▶ [Task requirements] Can you quote exactly the stretch of lines from the one with "target | color calibration strip" through the final line of the material, both ends included?
■ ■ ■ ■ ■ ■ ■
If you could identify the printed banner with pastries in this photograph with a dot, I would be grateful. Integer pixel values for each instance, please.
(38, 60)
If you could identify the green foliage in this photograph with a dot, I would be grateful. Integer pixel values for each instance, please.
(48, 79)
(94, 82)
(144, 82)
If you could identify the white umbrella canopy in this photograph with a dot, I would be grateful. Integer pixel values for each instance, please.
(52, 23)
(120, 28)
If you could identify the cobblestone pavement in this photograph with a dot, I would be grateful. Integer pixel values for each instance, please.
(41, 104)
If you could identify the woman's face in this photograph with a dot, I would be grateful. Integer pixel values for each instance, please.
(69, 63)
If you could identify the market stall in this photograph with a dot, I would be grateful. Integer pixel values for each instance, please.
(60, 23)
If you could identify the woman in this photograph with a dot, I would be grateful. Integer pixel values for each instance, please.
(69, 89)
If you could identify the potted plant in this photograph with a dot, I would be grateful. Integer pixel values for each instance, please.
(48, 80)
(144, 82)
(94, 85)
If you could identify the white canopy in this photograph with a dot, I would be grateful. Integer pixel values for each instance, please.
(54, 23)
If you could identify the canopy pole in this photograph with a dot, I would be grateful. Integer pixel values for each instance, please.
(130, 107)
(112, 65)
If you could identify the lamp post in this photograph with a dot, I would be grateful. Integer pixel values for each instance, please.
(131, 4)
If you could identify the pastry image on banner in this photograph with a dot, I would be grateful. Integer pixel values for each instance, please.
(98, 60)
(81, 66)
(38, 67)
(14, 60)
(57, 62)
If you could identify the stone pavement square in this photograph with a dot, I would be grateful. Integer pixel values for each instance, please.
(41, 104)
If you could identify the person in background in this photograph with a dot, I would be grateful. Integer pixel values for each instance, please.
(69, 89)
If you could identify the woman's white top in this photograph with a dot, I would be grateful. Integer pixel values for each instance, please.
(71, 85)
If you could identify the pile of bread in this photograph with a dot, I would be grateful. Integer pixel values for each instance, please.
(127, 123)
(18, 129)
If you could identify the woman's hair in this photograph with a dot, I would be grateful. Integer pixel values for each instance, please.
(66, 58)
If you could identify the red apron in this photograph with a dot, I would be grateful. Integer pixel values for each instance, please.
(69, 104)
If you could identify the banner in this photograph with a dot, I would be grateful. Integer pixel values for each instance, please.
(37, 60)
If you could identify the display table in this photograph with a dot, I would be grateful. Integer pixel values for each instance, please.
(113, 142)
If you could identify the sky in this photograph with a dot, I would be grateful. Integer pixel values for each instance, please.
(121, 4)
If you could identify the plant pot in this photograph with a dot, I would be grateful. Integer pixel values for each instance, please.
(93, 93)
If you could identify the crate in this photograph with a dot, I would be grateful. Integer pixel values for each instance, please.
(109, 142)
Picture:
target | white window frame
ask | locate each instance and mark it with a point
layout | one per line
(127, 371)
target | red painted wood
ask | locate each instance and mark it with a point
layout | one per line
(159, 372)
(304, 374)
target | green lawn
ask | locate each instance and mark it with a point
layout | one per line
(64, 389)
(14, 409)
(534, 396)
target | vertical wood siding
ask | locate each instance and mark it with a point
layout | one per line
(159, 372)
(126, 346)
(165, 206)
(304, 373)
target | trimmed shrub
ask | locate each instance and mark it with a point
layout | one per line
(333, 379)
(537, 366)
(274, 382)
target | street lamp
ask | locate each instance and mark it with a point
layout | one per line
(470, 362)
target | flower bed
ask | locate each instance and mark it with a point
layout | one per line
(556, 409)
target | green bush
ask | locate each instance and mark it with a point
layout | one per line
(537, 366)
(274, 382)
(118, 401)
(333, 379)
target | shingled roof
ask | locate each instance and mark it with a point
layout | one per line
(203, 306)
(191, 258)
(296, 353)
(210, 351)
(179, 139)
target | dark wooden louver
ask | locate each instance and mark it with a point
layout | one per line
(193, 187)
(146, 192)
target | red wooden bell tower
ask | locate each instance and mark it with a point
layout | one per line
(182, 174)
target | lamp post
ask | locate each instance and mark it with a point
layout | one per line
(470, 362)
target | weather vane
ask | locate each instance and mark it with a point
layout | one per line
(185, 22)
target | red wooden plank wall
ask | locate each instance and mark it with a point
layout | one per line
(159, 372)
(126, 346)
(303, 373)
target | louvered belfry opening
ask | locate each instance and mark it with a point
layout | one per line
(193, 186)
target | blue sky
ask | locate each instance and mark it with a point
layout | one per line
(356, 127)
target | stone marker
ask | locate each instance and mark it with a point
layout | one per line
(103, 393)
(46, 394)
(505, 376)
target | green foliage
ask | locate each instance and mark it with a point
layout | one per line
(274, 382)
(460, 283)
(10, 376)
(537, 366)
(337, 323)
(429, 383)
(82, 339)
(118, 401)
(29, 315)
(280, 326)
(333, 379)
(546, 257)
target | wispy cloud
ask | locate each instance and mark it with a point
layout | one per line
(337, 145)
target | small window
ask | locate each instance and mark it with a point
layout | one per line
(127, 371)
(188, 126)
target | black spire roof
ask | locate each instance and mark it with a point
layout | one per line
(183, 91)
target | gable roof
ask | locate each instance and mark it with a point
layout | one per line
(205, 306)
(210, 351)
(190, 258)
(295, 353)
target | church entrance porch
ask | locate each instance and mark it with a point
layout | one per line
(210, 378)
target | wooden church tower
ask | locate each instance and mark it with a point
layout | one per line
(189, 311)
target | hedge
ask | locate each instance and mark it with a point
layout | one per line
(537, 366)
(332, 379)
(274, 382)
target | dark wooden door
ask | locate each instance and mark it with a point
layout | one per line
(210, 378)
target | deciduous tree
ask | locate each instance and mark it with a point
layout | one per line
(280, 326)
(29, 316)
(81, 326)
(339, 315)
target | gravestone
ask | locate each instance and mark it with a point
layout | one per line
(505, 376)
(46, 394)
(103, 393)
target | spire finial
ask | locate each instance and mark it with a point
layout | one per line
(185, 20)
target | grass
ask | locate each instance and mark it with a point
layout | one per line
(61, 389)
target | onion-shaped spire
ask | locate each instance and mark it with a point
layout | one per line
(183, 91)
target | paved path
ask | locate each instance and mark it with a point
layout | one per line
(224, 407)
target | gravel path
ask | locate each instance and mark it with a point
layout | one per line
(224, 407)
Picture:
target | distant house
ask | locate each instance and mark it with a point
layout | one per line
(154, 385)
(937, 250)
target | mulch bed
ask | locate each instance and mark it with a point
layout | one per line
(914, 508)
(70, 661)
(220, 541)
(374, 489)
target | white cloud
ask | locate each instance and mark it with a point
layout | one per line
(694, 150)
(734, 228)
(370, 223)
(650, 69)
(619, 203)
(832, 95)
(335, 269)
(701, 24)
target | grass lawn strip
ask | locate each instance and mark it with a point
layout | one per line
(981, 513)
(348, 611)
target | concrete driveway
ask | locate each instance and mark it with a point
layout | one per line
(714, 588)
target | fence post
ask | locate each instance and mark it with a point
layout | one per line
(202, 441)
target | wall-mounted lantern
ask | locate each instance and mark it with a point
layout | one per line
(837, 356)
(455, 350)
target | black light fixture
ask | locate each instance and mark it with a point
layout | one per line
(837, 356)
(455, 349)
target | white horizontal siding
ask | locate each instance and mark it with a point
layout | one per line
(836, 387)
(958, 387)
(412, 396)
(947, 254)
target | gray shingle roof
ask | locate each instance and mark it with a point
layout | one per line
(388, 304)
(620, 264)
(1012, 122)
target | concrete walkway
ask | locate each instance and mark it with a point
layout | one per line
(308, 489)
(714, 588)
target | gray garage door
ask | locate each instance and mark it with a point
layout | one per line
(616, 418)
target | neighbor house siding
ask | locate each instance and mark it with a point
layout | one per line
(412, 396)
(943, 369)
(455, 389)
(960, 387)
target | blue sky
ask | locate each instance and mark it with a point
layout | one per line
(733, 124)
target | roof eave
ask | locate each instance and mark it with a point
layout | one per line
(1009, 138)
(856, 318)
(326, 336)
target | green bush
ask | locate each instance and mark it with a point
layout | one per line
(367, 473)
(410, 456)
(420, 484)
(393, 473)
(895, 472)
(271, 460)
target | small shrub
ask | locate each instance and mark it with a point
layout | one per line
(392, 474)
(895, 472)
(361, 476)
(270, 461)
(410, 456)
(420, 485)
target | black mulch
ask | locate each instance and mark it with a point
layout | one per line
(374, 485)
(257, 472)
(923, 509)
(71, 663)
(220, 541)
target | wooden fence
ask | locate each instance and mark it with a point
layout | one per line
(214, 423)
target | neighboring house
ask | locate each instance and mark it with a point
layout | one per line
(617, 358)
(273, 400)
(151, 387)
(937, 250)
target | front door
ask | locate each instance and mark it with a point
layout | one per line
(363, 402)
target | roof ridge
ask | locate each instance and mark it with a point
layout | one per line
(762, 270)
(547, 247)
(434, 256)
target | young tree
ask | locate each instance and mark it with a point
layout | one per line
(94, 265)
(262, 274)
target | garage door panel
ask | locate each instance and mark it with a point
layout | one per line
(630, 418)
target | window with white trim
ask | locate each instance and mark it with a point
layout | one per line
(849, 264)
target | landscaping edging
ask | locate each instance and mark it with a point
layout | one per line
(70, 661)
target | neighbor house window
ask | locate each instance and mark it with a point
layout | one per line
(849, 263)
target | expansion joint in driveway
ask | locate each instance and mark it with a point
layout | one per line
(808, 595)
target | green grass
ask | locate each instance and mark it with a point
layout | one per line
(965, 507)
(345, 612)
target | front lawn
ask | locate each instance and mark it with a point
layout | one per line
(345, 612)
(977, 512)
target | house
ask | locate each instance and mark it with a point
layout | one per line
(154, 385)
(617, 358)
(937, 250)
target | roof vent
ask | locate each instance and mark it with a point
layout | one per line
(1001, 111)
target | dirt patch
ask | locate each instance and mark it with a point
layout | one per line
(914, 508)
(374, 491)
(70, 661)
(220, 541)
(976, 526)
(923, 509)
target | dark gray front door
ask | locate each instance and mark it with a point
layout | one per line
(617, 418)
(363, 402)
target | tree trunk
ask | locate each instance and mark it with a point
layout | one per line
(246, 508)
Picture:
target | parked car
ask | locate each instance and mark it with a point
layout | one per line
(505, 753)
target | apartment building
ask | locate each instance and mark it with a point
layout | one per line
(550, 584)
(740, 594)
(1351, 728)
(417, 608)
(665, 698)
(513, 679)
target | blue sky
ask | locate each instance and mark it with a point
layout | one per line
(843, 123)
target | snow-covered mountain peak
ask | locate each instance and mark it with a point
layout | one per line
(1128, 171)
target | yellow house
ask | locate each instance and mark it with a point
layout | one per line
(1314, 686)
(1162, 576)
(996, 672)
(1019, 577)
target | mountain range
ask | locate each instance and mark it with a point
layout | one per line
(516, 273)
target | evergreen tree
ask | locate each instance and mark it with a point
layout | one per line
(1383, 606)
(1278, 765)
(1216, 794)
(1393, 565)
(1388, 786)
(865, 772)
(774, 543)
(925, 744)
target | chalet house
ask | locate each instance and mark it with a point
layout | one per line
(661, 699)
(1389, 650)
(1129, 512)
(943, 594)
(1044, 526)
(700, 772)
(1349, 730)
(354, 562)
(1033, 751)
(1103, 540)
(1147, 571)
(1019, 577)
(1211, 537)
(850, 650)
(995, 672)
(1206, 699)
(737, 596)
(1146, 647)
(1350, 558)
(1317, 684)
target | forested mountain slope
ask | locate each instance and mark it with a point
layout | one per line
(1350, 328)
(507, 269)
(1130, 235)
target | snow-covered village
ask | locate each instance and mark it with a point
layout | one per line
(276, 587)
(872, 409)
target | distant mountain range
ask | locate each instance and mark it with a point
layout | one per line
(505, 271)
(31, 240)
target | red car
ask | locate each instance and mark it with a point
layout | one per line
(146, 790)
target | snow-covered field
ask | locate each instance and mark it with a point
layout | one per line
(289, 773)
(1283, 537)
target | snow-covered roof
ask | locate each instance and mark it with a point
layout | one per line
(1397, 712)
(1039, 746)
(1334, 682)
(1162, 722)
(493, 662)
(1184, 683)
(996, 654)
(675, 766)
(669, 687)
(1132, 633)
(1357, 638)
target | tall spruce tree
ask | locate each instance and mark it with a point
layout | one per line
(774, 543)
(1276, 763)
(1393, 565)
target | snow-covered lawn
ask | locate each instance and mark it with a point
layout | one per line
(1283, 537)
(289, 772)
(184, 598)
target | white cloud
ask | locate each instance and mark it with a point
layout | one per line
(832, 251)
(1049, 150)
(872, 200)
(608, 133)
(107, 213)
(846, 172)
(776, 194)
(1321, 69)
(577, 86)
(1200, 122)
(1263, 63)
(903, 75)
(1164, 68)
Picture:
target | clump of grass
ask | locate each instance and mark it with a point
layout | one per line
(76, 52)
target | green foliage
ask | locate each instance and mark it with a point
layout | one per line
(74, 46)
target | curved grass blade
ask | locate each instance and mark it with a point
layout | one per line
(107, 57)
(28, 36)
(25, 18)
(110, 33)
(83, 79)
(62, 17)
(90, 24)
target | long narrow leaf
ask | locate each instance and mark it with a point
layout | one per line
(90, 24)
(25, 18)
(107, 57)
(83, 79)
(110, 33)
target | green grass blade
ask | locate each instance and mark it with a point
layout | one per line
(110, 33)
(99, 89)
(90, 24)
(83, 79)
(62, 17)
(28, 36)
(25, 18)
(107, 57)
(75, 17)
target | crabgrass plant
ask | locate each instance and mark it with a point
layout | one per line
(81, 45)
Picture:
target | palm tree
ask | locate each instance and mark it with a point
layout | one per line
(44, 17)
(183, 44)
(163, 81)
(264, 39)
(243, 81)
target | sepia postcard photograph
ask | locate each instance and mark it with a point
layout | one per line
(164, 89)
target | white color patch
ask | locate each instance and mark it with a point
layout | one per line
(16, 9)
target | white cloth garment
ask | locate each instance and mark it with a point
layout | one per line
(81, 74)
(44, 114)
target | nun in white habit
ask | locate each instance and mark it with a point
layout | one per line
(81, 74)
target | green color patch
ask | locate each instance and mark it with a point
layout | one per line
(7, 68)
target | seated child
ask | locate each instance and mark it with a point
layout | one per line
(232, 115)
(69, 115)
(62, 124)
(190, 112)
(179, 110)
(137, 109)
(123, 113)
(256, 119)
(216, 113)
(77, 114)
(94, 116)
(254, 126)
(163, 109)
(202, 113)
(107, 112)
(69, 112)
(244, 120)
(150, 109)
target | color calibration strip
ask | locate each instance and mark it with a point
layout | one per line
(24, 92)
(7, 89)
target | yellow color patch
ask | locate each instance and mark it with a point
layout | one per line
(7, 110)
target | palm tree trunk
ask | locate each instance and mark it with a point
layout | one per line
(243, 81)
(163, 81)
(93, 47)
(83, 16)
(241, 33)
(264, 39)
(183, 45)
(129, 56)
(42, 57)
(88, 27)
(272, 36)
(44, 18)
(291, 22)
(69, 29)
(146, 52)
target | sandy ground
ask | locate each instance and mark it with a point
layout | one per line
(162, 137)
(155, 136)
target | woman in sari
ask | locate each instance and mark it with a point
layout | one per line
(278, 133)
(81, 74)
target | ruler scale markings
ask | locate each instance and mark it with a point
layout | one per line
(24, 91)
■ ■ ■ ■ ■ ■ ■
▶ [The output]
target | color calibration strip
ask | locate each instance and mark it with a point
layout | one per line
(24, 92)
(7, 89)
target | yellow color patch
ask | locate each instance and mark it with a point
layout | one per line
(7, 110)
target | palm tree trunk
ask | locate each instance and mark it with a point
layout | one per line
(243, 81)
(163, 81)
(93, 47)
(83, 16)
(241, 33)
(264, 39)
(183, 45)
(129, 56)
(42, 57)
(88, 27)
(272, 36)
(44, 18)
(291, 22)
(69, 29)
(146, 52)
target | sandy ground
ask | locate each instance and mark it with a point
layout | one per line
(162, 137)
(155, 136)
target | woman in sari
ask | locate each instance and mark it with a point
layout | one per line
(278, 133)
(81, 74)
target | ruler scale markings
ask | locate each instance and mark it with a point
layout | one per line
(24, 91)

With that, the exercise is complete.